Cash Flow From Operating and Investing Activities

Substantially all of the assets of the Company are invested in its portfolios
of notes receivable and OREO. Primary sources of the Company's cash flow for
operating and investing activities are borrowings under its Senior Debt
facilities, collections on notes receivable and gain on sale of notes and OREO
properties.

At June 30, 2004, the Company had unrestricted cash, cash equivalents and
marketable securities of $13 million.


Cash Flow From Financing Activities

Senior Debt. As of June 30, 2004, the Company owed an aggregate of $691 million
to the Lender of Senior Debt, under several loans.

--

YOUR ASSIGNMENT: Carry the cash flow passage above forward, starting right after its last sentence about the Senior Debt owed to the Lender.

--

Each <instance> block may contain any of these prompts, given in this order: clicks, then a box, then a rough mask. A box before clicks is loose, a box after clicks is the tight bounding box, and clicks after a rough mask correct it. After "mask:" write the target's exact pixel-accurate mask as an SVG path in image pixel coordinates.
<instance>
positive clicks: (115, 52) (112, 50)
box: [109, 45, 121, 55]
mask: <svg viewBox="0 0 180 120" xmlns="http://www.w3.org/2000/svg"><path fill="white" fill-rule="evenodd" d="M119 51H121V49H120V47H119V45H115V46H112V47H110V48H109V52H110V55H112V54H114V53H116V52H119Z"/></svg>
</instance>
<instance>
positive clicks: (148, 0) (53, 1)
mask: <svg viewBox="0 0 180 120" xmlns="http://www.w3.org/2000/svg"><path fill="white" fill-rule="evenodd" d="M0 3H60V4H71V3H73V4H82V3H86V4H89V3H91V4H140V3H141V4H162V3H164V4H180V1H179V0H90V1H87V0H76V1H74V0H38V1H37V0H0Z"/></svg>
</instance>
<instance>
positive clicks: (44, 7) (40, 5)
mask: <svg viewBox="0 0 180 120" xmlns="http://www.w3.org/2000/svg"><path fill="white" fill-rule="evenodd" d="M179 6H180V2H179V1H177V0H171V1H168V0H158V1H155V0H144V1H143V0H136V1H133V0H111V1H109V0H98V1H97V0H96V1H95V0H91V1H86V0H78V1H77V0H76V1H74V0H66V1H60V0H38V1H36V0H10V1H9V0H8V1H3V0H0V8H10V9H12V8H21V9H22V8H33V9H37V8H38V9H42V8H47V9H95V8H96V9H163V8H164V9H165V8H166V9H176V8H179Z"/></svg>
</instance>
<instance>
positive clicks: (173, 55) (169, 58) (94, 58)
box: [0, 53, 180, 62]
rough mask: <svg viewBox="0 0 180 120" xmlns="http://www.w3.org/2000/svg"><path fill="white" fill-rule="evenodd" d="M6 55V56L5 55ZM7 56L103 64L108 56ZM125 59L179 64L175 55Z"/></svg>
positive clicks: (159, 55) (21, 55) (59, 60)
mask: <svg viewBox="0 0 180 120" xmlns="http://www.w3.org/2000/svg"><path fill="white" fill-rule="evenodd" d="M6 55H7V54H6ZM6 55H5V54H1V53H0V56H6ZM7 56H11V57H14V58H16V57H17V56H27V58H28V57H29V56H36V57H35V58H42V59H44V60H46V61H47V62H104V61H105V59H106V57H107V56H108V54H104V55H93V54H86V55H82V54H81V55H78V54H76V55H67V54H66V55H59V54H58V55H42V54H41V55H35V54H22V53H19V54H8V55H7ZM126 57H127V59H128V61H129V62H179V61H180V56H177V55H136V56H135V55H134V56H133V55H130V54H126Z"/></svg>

--

OUTPUT:
The Senior Debt is collateralized by first liens on the respective loan
portfolios for the purchase of which the debt was incurred and is guaranteed by
the Company. The monthly payments on the Senior Debt have been, and the Company
intends for such payments to continue to be, met by the collections from the
respective loan portfolios. The loan agreements for the Senior Debt call for
minimum interest and principal payments each month and accelerated payments
based upon the collection of the notes receivable securing the debt during the
preceding month. The Senior Debt accrues interest based on the Federal Home Loan
Bank of Cincinnati (FHLB) 30-day advance rate plus an additional spread of
3.50%. Approximately $27 million of Senior Debt will accrue interest at a rate
equal to the prime rate plus a margin of between 0% and 1.75%. The accelerated
payment provisions are generally of two types: the first requires that all
collections from notes receivable, other than a fixed monthly allowance for
servicing operations, be applied to reduce the Senior Debt, and the second
requires a weekly additional principal reduction from cash collected before
scheduled principal and interest payments have been made. As a result of the
accelerated payment provisions, the Company is repaying the amounts due on the
Senior Debt at a rate faster than the contractual scheduled payments. While the
Senior Debt remains outstanding, these accelerated payment provisions may limit
the cash flow that is available to the Company.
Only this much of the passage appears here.